Objective:
Report each line of the data below that contains the word "white".
::: Information provided
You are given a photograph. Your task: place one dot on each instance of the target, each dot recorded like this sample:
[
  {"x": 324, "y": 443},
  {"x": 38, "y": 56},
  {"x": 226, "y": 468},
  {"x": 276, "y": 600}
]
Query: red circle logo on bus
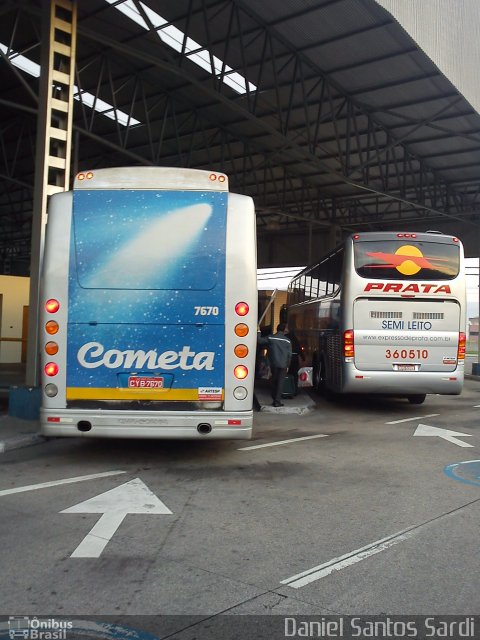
[{"x": 410, "y": 265}]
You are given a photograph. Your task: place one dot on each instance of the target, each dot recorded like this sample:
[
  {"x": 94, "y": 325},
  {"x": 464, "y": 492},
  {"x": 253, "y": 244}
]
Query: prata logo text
[
  {"x": 93, "y": 354},
  {"x": 401, "y": 287}
]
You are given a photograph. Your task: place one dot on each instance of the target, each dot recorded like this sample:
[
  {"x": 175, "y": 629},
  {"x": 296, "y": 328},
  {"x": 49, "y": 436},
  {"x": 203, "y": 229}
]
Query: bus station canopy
[{"x": 326, "y": 112}]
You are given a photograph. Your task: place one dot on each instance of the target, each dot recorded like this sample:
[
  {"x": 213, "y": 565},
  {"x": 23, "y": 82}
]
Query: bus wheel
[{"x": 417, "y": 398}]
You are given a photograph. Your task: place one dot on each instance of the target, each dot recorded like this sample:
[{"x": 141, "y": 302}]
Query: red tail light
[
  {"x": 52, "y": 305},
  {"x": 348, "y": 346},
  {"x": 51, "y": 369},
  {"x": 241, "y": 308},
  {"x": 240, "y": 372}
]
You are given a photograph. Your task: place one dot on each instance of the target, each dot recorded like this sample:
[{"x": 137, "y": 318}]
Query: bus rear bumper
[
  {"x": 403, "y": 383},
  {"x": 138, "y": 424}
]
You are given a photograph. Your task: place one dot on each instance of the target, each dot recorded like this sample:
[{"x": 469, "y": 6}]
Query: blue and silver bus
[{"x": 149, "y": 306}]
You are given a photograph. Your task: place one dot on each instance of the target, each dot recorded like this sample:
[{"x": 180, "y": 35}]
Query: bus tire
[{"x": 418, "y": 398}]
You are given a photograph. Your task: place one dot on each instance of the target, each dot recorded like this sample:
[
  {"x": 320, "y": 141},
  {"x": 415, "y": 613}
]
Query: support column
[{"x": 53, "y": 150}]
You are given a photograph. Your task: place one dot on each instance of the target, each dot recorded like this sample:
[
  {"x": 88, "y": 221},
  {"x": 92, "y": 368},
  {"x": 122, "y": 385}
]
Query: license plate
[
  {"x": 406, "y": 367},
  {"x": 138, "y": 382}
]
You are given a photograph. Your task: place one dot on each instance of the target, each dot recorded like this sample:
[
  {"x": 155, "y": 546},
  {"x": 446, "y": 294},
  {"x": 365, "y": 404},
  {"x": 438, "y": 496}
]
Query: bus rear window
[
  {"x": 146, "y": 239},
  {"x": 406, "y": 260}
]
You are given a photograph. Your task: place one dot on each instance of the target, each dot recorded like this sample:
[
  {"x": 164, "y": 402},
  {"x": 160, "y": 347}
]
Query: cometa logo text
[{"x": 93, "y": 354}]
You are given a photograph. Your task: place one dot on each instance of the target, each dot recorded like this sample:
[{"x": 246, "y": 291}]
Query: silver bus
[{"x": 384, "y": 313}]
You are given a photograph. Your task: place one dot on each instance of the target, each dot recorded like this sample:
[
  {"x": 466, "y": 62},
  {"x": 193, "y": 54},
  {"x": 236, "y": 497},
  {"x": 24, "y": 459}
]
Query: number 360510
[{"x": 407, "y": 354}]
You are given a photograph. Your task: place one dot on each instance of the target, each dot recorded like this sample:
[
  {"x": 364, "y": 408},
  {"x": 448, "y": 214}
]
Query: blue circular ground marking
[{"x": 467, "y": 472}]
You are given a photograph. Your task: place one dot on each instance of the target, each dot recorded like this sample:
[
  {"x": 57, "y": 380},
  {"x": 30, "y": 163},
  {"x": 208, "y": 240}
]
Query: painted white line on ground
[
  {"x": 430, "y": 415},
  {"x": 337, "y": 564},
  {"x": 274, "y": 444},
  {"x": 114, "y": 505},
  {"x": 54, "y": 483}
]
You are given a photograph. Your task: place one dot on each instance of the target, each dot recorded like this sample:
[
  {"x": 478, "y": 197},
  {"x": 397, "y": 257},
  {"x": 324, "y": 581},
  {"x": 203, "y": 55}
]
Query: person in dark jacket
[
  {"x": 280, "y": 354},
  {"x": 296, "y": 355}
]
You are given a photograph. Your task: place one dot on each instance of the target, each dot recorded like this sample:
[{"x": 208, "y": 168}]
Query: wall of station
[{"x": 14, "y": 299}]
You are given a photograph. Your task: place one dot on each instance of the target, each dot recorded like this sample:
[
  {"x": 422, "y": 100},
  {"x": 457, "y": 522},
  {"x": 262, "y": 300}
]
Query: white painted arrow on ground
[
  {"x": 446, "y": 434},
  {"x": 131, "y": 497}
]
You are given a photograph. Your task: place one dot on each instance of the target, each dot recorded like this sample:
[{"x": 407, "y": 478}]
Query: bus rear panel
::::::
Written answer:
Query: painted white line on ground
Query: white painted arrow on ground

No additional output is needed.